取り組む課題 —
A) ガンに関する文章の中の次の一文を英語に訳してください：「ガンは細胞の設計図であるDNAに傷がついてしまった細胞で誰もが罹る細胞の老化といえる。」
B) ガンに関する文章の最後の文に続けて、その先を書くこと。

隠居の独り言(593)

先だって厚生労働者研究班はガン専門病院などで作る施設別の各種ガンの
治療した後の5年経過した生存率を集計してインターネットで発表した。
治癒率もそれぞれだが、統計を見たからってどうとかなるものじゃない。
ガン発病、寿命、これは神の領域であって人の周知をはるかに超えている。
自分も6年前に前立腺ガンの摘出手術を受けたが術後が順調とはいっても
何時再発や転移するか分からないところが厄介な病気だと今も感じている。
日本人の三人に一人がガンで死亡するという、まさに国民病だが考えれば
それだけ長生きをするようになったからで其の後は神様の思し召し次第だ。
ガンは細胞の設計図であるDNAに傷がついてしまった細胞で誰もが罹る
細胞の老化といえる。ただ一つのガン細胞が検査で分かるようになるには
何十年の時が必要で世界一の長寿国家の日本人が罹患率の高いのも当然だ。
日本の衛生環境や医療制度がますます良くなって長生きをすればするほど
ガンという業病が待っている。けれど医学が進んで死因の第一位のガンが
撲滅出来れば日本人の平均寿命がさらに延びて人生100年も夢じゃない。

(自然言語による物体位置特定データ)

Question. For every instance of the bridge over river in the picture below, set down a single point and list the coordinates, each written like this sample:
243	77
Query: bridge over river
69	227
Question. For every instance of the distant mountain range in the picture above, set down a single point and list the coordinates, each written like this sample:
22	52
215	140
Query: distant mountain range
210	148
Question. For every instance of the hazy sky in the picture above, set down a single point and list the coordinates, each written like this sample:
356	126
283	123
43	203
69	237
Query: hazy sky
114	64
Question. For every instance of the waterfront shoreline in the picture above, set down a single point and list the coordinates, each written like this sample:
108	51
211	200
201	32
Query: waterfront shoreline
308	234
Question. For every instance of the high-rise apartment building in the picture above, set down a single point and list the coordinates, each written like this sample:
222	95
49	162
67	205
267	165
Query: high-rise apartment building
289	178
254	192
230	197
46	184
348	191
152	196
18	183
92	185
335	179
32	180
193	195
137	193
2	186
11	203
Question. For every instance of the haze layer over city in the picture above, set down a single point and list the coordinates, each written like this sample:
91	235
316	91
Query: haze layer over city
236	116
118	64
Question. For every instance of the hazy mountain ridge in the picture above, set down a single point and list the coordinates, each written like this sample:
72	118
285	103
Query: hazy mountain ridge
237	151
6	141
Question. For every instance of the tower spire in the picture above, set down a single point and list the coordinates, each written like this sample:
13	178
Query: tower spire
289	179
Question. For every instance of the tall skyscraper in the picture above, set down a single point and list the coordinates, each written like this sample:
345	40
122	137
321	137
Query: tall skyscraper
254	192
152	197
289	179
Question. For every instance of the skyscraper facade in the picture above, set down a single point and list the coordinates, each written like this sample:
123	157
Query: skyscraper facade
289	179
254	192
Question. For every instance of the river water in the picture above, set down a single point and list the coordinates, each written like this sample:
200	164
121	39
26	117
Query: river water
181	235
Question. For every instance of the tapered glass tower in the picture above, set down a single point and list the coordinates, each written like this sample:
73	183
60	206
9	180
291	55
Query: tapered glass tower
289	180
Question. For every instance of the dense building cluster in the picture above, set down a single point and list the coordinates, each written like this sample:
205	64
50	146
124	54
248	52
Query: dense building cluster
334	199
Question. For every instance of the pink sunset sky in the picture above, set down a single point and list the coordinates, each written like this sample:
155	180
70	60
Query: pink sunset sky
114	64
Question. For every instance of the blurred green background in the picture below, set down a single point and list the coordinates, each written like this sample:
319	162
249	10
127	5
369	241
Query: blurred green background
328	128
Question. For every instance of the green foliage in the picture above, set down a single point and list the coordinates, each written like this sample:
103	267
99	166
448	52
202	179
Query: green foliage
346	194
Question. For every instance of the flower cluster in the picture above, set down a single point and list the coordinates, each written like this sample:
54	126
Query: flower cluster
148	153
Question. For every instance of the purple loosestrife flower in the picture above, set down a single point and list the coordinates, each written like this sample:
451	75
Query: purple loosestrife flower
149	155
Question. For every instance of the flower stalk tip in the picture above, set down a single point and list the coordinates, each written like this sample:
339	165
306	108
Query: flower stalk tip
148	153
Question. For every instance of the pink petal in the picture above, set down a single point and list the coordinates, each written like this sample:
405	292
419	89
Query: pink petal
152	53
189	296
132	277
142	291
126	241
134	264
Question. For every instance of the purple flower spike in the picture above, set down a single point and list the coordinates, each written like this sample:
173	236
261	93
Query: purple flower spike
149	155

課題の結果 —
A) Cancer is made up of cells whose DNA, the blueprint of the cell, has been damaged, and it can be called a form of cellular aging that anyone can get.

B)
でもそれが本当に目出度いか、鶴亀が増えるのが幸せなのか、長寿社会を
維持出来るのか、今でも日本人の5人に1人は65歳以上の老人で保険や
年金の暮らしも破綻寸前になっている。本当の意味で長寿が目出度いのは
人数の割に端的に少なく珍しかったからで多くては目出度くない厄介者だ。
人生が短かった江戸以前の老人は隠居なり翁なりとして後進に範を垂れる
知恵者であり賢人でもあった。「横丁のご隠居」は博識で町内の悩み事も
解決してくれたし、翁になれば長寿の目出度い「高砂の松」と象徴された。
現代は文明の流れが早過ぎて老人は若い人についていけないのが現状だ。
江戸時代の俳人芭蕉は36歳で職業としていた俳諧師を辞めて隠居し、
50歳で没するまで孤高の境地に入って自らの道を極める旅を続けていた。
今の自分より25年も若いが、それで「芭蕉翁」とは、何とも恥ずかしい。